- [Prompt] Restate each line of the listing exactly, without carrying over any pictures.
--- BEGIN ---
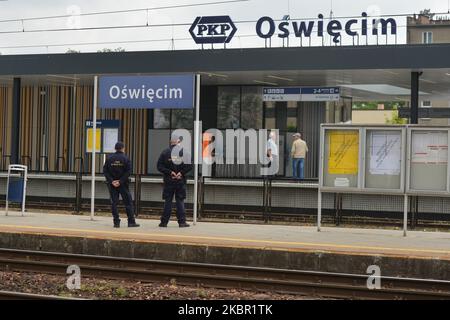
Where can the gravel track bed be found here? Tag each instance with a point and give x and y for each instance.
(35, 283)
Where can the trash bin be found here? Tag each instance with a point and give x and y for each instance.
(16, 186)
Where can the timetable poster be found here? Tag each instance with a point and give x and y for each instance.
(385, 153)
(429, 147)
(343, 158)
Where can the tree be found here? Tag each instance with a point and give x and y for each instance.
(396, 119)
(106, 50)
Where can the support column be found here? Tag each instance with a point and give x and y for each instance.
(15, 132)
(415, 97)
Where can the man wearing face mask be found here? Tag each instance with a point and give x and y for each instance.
(171, 164)
(117, 170)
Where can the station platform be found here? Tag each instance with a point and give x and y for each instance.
(419, 255)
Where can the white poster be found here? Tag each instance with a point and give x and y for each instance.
(429, 147)
(385, 153)
(110, 138)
--- END ---
- [Response to this task]
Where can the gravel track bed be found here? Tag each instance with a point and give x and y for each instance.
(35, 283)
Where can the trash bin be found here? Tag each instance with a point and give x and y for each instance.
(16, 186)
Where can the timetable poster be found here? Tag each instance with a point and give x and y for each instance.
(385, 153)
(429, 147)
(343, 158)
Where can the tree be found here? Tag each instance with a point and give x and y for each instance.
(396, 119)
(106, 50)
Where can the support column be found here? Tag each instance with a point and give x and y for each instance.
(15, 132)
(415, 97)
Where can the man wearing face mask be found here? Tag each instance with a point and give x and y for each instance.
(171, 164)
(117, 170)
Where can the station platform be found here? Tag each instance with a point and give x and y for each instance.
(419, 255)
Where can the white poster be found here? Tag each instance with a point and give x and y for each instance.
(429, 147)
(385, 153)
(110, 138)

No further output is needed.